REQUIRED TASK
Can you turn each line of the data below into a JSON list of strings, one string per line, with blank lines left out?

<<<<

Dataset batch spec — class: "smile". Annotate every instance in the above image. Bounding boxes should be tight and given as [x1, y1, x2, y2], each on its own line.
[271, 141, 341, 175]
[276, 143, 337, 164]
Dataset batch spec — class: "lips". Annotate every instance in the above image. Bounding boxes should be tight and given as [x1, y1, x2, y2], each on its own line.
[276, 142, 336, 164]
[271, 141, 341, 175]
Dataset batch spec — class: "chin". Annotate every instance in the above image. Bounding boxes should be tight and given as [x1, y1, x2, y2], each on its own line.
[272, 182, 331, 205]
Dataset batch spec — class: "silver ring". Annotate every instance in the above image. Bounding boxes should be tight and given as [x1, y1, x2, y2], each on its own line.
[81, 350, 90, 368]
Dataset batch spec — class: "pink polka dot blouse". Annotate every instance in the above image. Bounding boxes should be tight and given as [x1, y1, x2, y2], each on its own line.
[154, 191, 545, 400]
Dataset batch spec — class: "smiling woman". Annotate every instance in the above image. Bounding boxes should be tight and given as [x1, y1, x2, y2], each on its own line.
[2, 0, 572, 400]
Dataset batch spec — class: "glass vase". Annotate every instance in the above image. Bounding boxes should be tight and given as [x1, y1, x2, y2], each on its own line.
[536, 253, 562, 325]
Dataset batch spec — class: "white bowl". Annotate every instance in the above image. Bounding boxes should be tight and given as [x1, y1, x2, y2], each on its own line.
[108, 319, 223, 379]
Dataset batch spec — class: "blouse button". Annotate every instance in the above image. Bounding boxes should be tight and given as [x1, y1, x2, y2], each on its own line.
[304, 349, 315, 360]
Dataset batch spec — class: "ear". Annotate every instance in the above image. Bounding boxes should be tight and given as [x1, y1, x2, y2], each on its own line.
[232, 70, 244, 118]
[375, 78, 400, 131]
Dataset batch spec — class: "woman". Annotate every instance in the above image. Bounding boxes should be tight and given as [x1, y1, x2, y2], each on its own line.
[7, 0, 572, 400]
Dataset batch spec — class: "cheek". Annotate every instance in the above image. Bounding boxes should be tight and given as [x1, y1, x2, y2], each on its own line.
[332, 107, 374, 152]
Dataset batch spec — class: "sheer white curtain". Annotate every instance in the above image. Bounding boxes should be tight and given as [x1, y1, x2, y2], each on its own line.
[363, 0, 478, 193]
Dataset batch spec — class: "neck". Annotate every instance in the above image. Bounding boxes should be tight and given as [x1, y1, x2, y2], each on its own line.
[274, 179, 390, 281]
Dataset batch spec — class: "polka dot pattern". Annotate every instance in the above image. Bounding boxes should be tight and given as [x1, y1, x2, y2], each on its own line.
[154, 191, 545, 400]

>>>>

EXERCISE RESPONSE
[
  "Dataset batch spec — class: \"smile\". Annotate every instance in the above image. Bounding boxes should be tight and given as [x1, y1, x2, y2], each on its own line.",
  "[271, 141, 341, 175]",
  "[276, 143, 337, 164]",
  "Dataset batch spec — class: \"lips\". Annotate every instance in the above image. Bounding boxes should be tight and given as [x1, y1, x2, y2], each on its own line.",
  "[276, 142, 336, 164]",
  "[271, 141, 341, 175]",
  "Dataset batch spec — class: \"chin\". Annotate every instance in the above image. Bounding boxes should be tight and given as [x1, y1, x2, y2], each on its own line.",
  "[272, 182, 331, 205]",
  "Dataset batch spec — class: \"silver ring\". Annotate every instance in the above image. Bounding boxes should be tight and given as [x1, y1, x2, y2], each on its own line.",
  "[81, 350, 90, 368]",
  "Dataset batch spec — class: \"pink polka dot blouse\". Annotate every instance in the above image. Bounding boxes should be tight and given as [x1, y1, x2, y2], each on its own line.",
  "[154, 191, 545, 400]",
  "Dataset batch spec — class: \"smiling woman\". Annotate every instance in the above image. Bounding boxes should be tight and given as [x1, y1, x2, y2], each on its own line.",
  "[2, 0, 572, 400]",
  "Dataset batch spec — class: \"glass vase\". Annotate every instance in the above image. Bounding boxes should be tight and given as [x1, y1, x2, y2], each on its own line.",
  "[536, 253, 562, 325]",
  "Dataset batch spec — class: \"white bowl\". Annotate every instance in the above image. Bounding boxes should be tight and given as [x1, y1, x2, y2], each on its own line.",
  "[108, 319, 223, 379]",
  "Dataset batch spec — class: \"blouse button\". Annotate every instance in the above image. Bounding boxes should be tight and given as [x1, y1, x2, y2], each on its own line.",
  "[304, 349, 315, 360]",
  "Dataset batch spec — class: \"ear\". Annotate every instance in the above image. Bounding boxes should be tight and given as [x1, y1, x2, y2], each on its own line.",
  "[232, 70, 244, 118]",
  "[375, 78, 400, 131]",
  "Dataset batch spec — class: \"woman\". Annotate every instance in the above image. Bounding boxes should be tight and given as [x1, y1, x2, y2], each on its own line.",
  "[7, 0, 572, 400]",
  "Dataset batch spec — class: \"cheek\". Annotate every instance in the above image. Bounding boxes should be tight and given as [x1, y1, x2, y2], each on its own line.",
  "[332, 107, 374, 152]",
  "Dataset batch spec — class: \"sheer white curtain\". Annotate every instance in the above image. Bounding boxes should be tight and given as [x1, y1, x2, y2], each on its own line.",
  "[363, 0, 478, 193]",
  "Dataset batch spec — class: \"neck\". Annotate every instance in the above image. Bounding boxes should be tight and given as [x1, y1, x2, y2], each on its own line.",
  "[274, 179, 390, 281]",
  "Dataset batch spec — class: \"polka dot pattern\". Annotate every instance in the above image. Bounding boxes should be tight and given as [x1, y1, x2, y2], each on its own line.",
  "[154, 191, 545, 400]"
]